##### DATA EXCERPTS #####

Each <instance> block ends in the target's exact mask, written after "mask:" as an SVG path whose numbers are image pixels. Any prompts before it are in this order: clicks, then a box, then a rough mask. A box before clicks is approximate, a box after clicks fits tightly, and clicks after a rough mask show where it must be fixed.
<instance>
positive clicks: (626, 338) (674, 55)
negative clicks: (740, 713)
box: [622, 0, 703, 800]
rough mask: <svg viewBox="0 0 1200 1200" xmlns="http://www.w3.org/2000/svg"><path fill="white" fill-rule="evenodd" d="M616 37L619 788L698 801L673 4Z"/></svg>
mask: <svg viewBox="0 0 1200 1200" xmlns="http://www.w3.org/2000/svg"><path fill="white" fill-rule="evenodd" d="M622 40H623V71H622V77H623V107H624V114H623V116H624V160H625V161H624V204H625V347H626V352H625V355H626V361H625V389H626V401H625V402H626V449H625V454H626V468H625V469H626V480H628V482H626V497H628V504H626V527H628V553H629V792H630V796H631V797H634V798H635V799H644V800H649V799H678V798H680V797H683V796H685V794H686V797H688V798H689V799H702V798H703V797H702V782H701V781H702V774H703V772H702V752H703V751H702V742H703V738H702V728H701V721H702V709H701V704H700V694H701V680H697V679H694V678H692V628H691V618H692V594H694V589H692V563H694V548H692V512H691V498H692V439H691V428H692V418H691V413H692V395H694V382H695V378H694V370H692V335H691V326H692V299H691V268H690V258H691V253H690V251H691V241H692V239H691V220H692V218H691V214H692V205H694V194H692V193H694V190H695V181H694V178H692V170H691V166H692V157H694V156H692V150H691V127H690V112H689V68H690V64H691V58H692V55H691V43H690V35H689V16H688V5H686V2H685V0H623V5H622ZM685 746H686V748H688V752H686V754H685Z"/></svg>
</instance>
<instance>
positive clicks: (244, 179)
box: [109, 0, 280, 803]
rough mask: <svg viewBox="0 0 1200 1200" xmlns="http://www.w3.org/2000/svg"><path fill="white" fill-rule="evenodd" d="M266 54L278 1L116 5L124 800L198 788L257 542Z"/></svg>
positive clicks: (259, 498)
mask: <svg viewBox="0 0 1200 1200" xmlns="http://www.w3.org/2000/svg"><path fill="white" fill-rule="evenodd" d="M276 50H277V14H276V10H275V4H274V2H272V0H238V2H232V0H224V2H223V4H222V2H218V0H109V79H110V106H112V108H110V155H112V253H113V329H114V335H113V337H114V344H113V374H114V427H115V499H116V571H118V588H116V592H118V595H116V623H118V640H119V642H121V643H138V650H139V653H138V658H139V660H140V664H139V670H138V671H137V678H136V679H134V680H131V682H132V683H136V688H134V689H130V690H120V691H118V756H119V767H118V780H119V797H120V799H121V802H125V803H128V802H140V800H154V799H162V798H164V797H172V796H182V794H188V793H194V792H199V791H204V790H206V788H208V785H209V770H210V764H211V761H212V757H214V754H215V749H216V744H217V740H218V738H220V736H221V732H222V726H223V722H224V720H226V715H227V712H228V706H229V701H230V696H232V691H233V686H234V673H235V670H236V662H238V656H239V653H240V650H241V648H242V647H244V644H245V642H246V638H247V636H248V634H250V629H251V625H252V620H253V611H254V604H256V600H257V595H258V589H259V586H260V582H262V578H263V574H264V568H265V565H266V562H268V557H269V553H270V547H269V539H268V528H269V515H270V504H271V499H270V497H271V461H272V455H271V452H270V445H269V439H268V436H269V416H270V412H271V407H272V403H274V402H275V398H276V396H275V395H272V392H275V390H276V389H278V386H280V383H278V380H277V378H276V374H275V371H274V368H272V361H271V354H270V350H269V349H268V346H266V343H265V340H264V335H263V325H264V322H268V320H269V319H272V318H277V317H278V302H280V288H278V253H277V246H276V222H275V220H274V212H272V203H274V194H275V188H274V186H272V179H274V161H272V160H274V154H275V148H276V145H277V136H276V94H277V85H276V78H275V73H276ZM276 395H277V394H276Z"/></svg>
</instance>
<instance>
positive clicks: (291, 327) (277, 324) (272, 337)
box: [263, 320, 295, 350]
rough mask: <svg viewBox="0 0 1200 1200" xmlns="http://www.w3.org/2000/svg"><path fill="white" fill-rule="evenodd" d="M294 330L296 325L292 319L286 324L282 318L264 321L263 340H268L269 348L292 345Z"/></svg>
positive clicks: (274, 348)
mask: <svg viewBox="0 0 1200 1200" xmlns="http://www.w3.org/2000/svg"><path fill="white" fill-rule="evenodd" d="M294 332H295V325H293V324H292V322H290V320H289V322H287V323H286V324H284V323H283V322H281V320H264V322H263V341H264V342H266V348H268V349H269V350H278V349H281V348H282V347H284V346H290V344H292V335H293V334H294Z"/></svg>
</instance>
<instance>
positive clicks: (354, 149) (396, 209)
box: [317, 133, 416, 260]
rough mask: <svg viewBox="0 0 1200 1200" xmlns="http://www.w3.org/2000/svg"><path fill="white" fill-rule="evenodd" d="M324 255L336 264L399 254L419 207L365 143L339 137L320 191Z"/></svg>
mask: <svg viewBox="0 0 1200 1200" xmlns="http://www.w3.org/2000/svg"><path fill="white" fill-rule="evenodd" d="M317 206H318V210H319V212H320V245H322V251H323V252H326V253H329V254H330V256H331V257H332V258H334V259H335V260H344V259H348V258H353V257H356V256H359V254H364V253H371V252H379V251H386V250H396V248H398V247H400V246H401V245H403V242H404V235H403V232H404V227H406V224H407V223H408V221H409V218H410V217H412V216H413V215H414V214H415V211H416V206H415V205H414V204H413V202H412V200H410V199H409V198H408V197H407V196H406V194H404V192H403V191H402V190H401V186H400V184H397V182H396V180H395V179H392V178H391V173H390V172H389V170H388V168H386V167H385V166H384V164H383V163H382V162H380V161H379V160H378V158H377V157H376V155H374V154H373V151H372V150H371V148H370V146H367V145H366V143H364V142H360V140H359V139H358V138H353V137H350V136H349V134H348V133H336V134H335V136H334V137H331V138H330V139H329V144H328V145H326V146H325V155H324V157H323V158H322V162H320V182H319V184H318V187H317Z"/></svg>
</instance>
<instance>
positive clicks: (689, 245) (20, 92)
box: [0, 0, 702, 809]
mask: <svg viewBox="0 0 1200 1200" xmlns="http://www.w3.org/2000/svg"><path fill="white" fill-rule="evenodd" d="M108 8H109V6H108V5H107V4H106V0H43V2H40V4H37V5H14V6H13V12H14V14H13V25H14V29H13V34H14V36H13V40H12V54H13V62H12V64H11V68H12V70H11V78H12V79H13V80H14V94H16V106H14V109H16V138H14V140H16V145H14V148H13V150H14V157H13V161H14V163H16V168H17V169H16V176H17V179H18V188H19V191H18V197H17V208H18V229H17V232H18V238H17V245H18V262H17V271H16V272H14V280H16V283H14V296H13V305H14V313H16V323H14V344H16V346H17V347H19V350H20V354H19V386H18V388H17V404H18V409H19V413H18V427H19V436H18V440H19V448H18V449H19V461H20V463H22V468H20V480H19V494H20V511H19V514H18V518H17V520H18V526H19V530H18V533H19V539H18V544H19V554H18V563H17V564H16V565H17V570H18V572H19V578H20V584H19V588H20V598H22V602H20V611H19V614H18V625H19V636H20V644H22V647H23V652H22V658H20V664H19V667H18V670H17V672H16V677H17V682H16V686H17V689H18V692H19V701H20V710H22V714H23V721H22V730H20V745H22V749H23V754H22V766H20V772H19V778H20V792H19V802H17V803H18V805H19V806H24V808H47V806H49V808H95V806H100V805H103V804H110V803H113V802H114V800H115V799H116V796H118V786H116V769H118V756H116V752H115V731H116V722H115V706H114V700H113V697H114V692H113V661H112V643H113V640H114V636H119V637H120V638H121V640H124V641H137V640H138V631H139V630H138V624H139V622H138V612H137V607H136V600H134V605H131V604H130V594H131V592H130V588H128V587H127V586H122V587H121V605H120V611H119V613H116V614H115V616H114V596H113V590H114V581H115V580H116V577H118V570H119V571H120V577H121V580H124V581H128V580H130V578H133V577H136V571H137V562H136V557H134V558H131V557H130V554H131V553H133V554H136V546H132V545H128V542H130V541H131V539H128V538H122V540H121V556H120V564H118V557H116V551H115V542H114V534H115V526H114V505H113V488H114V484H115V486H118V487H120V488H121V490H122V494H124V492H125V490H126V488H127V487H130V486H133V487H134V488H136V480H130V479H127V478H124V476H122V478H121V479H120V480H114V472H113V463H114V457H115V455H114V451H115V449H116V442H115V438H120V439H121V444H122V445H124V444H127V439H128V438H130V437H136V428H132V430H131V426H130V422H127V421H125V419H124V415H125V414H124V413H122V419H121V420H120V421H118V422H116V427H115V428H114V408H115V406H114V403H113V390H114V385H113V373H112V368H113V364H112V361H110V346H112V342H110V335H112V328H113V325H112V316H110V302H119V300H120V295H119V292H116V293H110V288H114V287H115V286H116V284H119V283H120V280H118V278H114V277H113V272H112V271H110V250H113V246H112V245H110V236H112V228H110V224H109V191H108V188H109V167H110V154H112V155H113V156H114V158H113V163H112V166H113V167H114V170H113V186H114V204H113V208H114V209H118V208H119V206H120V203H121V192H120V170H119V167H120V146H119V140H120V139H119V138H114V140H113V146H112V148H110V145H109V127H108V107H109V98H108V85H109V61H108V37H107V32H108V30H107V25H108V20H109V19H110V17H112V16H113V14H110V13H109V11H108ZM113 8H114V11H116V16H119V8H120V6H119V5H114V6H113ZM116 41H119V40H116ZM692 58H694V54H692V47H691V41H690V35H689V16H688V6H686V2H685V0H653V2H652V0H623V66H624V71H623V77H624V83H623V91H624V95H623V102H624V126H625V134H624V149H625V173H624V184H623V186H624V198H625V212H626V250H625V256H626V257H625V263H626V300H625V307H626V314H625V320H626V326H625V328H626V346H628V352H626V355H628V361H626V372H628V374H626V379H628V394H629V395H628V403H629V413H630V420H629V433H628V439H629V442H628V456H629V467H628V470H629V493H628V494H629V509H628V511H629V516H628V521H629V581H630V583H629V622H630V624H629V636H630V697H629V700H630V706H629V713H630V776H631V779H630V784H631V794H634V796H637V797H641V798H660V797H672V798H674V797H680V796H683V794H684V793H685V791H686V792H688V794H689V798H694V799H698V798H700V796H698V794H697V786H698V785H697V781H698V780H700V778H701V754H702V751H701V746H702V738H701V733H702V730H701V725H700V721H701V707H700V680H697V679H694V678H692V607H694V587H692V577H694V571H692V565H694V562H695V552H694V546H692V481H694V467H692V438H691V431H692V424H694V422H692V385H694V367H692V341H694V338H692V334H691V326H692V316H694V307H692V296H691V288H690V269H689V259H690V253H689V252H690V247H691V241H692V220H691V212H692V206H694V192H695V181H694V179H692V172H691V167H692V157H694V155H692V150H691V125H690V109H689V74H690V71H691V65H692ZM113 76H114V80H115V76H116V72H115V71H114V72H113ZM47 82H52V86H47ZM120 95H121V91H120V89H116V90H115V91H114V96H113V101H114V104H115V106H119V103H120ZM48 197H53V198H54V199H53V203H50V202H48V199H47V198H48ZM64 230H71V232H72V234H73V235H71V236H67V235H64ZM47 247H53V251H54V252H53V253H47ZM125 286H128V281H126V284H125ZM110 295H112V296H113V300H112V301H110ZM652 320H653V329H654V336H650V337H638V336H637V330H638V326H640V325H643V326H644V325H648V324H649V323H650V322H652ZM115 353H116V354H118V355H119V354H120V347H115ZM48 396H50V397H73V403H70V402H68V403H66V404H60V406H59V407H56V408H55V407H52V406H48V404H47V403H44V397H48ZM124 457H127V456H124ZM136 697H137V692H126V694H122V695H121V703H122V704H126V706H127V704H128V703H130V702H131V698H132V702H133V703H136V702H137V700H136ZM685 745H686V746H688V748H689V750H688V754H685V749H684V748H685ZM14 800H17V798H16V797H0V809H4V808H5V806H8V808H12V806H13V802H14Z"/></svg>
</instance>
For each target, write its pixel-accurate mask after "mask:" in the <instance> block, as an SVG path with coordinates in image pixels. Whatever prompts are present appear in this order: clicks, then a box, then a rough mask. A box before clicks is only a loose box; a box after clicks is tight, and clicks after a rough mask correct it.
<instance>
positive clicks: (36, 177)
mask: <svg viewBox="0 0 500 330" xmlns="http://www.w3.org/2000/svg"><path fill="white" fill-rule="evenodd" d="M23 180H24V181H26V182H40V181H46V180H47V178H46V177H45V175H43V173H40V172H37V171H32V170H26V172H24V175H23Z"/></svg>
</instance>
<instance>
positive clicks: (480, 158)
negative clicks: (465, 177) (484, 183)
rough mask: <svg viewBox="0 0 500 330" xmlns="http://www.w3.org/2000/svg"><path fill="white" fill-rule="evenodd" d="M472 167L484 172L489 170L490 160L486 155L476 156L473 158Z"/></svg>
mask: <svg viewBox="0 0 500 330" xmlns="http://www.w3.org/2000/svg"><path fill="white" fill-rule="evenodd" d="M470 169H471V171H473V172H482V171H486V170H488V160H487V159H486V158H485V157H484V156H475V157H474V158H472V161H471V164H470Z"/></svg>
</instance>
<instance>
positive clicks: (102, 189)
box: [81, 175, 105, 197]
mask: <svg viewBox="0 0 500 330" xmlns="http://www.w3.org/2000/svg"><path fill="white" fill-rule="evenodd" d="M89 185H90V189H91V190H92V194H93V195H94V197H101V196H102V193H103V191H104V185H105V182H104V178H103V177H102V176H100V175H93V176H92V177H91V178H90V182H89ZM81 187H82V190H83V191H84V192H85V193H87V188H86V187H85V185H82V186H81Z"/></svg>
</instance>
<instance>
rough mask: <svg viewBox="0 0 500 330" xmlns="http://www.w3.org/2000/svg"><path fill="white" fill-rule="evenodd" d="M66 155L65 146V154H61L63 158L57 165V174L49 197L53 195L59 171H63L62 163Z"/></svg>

#####

▶ _JOB_:
Put the items into a Markdown table with the columns Row and Line, from the first line through the line containing "positive clicks: (626, 338) (674, 55)", both included. Number each line and leave out blank lines.

▶ _TASK SOLUTION_:
| Row | Line |
|---|---|
| 1 | Each <instance> block ends in the target's exact mask, written after "mask:" as an SVG path whose numbers are image pixels. Any prompts before it are in this order: clicks, then a box, then a rough mask. A box before clicks is approximate, a box after clicks fits tightly, and clicks after a rough mask show where it must be fixed. |
| 2 | <instance> |
| 3 | positive clicks: (626, 338) (674, 55) |